═══ Brano fornito ═══
La prova provata del fatto che il panorama dei media, nel paese, al di là della puntuale indulgenza degli slogan di testate ed emittenti, abbia quale tratto distintivo un'innata propensione alla fellatio, al deep throat in tutte le sue innumerevoli sfumature, è data dal recente caso dell'intervista agli Inhaler, pop band irlandese passata il 23, 24 e 25 gennaio scorsi in Italia con finalità ordinariamente promozionali e capitanata dal giovane ed alquanto piacente Elijha Hewson.
- E chi è Elijah Hewson? - si chiederanno in molti.
Semplice: è il figlio di Paul Hewson.
- E CHI CAZZO È, Paul Hewson?
Nientemeno che Bono, leader e voce degli U2. (Tempo fa, un collega, coetaneo, di fronte a questo trito e ritrito giochetto retorico riuscì nell'impresa del tutto preterintenzionale di sgonfiare gli pneumatici del mio ego chiedendo, serio come la morte: - E chi sono, gli U2? -. Riposa in pace, amico mio. La terra ti sia lieve.).
Con questa memorabile performance, infatti, le maestranze della critica musicale e di costume presenti sul territorio nazionale attestano ufficialmente il comparto su quella che, a ragion veduta, può essere considerata la nuova frontiera del leccaculismo professionale: lo sbocchinamento con ingoio dei figli dei ricchi-e-famosi, meglio conosciuti come nepo boys.
(BLOW) JOB INTERVIEW.
═══
## Quesito A:
Secondo il brano sull'intervista agli Inhaler, perché il giovane che guida la band fa notizia? Rispondi in una o due frasi.
## Quesito B:
Scrivi il seguito del brano sull'intervista agli Inhaler, partendo subito dopo l'ultima riga.
Il materiale non ha alcun rapporto con il brano.
═══ Dati forniti ═══
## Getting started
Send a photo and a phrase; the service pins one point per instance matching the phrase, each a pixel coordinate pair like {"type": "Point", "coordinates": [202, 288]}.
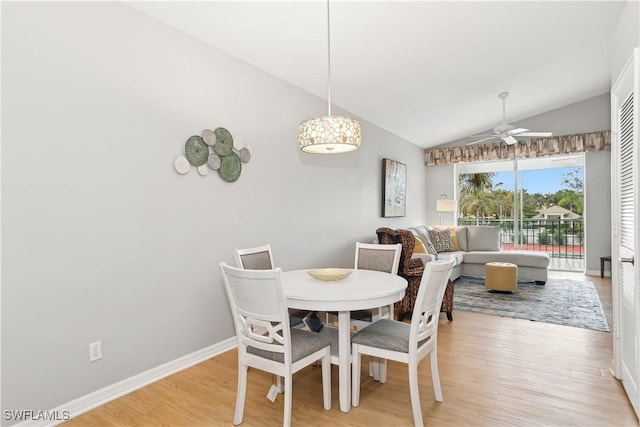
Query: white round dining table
{"type": "Point", "coordinates": [362, 289]}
═══
## Risposta finale A:
Perché è il figlio di Paul Hewson, cioè Bono, leader e voce degli U2.

## Risposta finale B:
Le
interviste a quelle che un tempo venivano indistintamente definite
rockstar e che oggi, quantomeno, grazie all'azione
beneficamente erosiva operata dal tempo, si comincia invece a vedere
sotto nuova luce (“una manica di stronzi”, direbbe il Drugo
Lebowski), sono sempre state affrontate dai conduttori di turno dei
network italiani piccoli e grandi in un inalterabile miscuglio
di prostrazione ed eccitazione. Quasi con l'intenzione a farne un
marchio di qualità, il rapporto non è mai stato del tipo
artista-critico, tra musicista, cioè, come portatore di una visione
e conduttore quale persona di lodevole cultura musicale e pertanto
legittimamente deputata a sondare personalità e produzione
dell'ospite. In anticipo di decenni su quelle che poi sarebbero
divenute le deviazioni d'ordinanza, è sempre stato solo del tipo
mistress-slave, con il primo avente, d'ufficio, carta bianca
quanto a comportamenti e contenuti, ed il secondo ben felice di
subirne ogni conseguenza. Qualche esempio? (cito a memoria): i
Depeche Mode con Mike Bongiorno, Damon Albarn a Radio Deejay, Bono e
The Edge a Che Tempo che fa, i Placebo a Quelli che il Calcio,
Quentin Tarantino dal solito Fazio (da noi o ti intervista Fazio o
vai a notte fonda da Vespa, nessuna via d'uscita) ed infine, ultimo
ma non ultimo, David Bowie intervistato da Adriano Celentano -
momento considerato dai più come il più cringe di tutti i
tempi.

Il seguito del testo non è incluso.